### Liste des tâches:
1. Résumez en deux phrases le texte sur le séjour à Merisi.
2. Répondez aux questions suivantes sur le texte consacré au séjour à Merisi.
(a) Combien de semaines le séjour dure-t-il finalement ?
(b) Quel âge a Khatia ?
(c) Quel légume le potager en pente fournit-il en grande quantité ?
3. Poursuivez le récit du séjour à Merisi à partir de sa dernière phrase.

Après ces pérégrinations politiques, nous partons vivre dans une famille au sud du pays, à la frontière turque. Les deux semaines initialement prévues se transforment rapidement en six semaines où nous partageons la joyeuse vie du village de Merisi. Accrochée à la montagne, cette Guesthouse magique regorge de chanteurs et de passionnés de musique.
Nous y rencontrons Jemal, chef de famille faisant vibrer la vallée de sa voix rauque en entonnant les chants traditionnels géorgiens ; Manana, notre maman géorgienne tout sourire et délicieuse cuisinière faisant chauffer les fourneaux ; leur énergique fille Khatia qui, du haut de ses 15 ans est devenue notre amie, interprète - avec son anglais parfait - mais aussi professeur de chant !
Quadriller la forêt en quête de champignons, dévaliser les pruniers des voisins pour cuisiner la célèbre sauce Tkemali et profiter des douces soirées avec les nombreux élèves passionnés de musique et venant des quatre coins du monde. Nous nous sentons dans une bulle de bonne humeur, perchés sur une colline brumeuse avec un potager en pente nous offrant des tonnes de concombres, légumes incontournables de la cuisine géorgienne dont nous vous partageons les secrets…
La vie en montagne
Khatia nous embarque dans sa montagne ; à 3 heures de marche et 1 000 mètres au-dessus du village de Merisi, nous découvrons la vie vue d’en haut.

### Données extraites:
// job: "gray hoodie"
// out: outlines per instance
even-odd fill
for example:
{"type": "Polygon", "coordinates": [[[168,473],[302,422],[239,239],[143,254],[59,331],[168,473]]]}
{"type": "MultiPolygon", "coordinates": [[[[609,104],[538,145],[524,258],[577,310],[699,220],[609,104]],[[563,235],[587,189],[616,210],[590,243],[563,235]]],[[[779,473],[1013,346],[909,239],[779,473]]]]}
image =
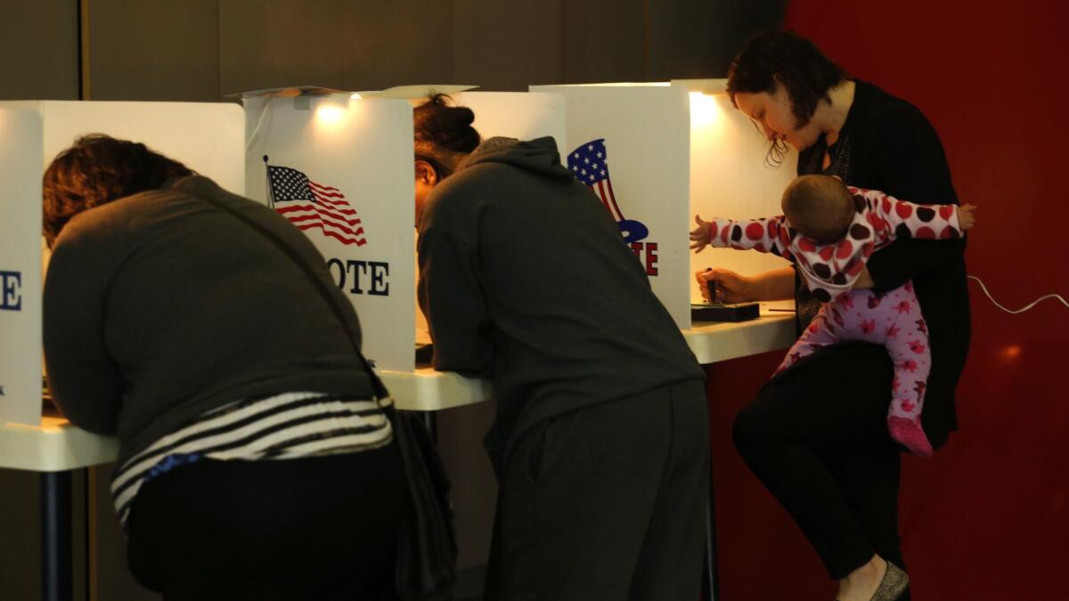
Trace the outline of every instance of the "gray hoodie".
{"type": "Polygon", "coordinates": [[[312,243],[277,213],[202,176],[75,216],[44,297],[52,396],[76,426],[118,435],[125,460],[201,414],[289,391],[372,396],[352,305],[312,243]],[[273,232],[336,294],[214,199],[273,232]]]}
{"type": "Polygon", "coordinates": [[[498,465],[539,420],[704,375],[553,138],[476,149],[429,196],[418,251],[435,369],[494,380],[498,465]]]}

### Résultats par tâche:
1. Prévu pour deux semaines, le séjour dans une famille du village de Merisi, au sud du pays et à la frontière turque, se prolonge jusqu'à six semaines dans une guesthouse accrochée à la montagne et remplie de chanteurs et de passionnés de musique. Le récit présente Jemal, Manana et leur fille Khatia, décrit la cueillette de champignons, la sauce Tkemali et les soirées avec des élèves venus du monde entier, puis évoque une marche de trois heures jusqu'à 1 000 mètres au-dessus du village.

2.
(a) Six semaines.
(b) 15 ans.
(c) Des concombres.

3.
Pour les trois mois estivaux, petit-enfants et anciens montent avec leurs vaches et emménagent dans leur cabane de bois surplombant l’étable. Les éviers en céramique reliés à la source glacée sont suspendus à l’étage, la famille partage deux chambres et une pièce commune où l’on s’entasse autour du poêle pour déguster les fromages, beurres et yaourts fraîchement préparés. À l’aube, les enfants mènent le troupeau dans les pâtures avant de se retrouver pour des parties de volley sur un terrain bricolé.
En fin de journée, ils grimpent au sommet de la montagne marquant la frontière avec la Turquie pour y contempler le coucher de soleil. Une fois la nuit tombée, on se rassemble dans les maisonnettes et l’on chante jusqu’à en perdre sa voix…
Le village qui chante
Chez les Turmanidze, on chante de génération en génération. Amiran, le grand père, Jemal le père, Besso, Rezo les fils, Lloyd, le fils adoptif, Khatia la cadette, Manana de la cuisine, Murman dans le potager… tout le monde chante dans cette montagne. Pendant ces six semaines, ils nous font découvrir le chant polyphonique géorgien ainsi que les instruments traditionnels du pays.
Trois voix qui s’assemblent tel un puzzle avec trois mélodies dissonantes à nos oreilles non averties : la basse (bani) bourdonne dans les oreilles, quant aux première et seconde voix, elles donnent le ton, poussent la mélodie et montent dans les aigus à tour de rôle.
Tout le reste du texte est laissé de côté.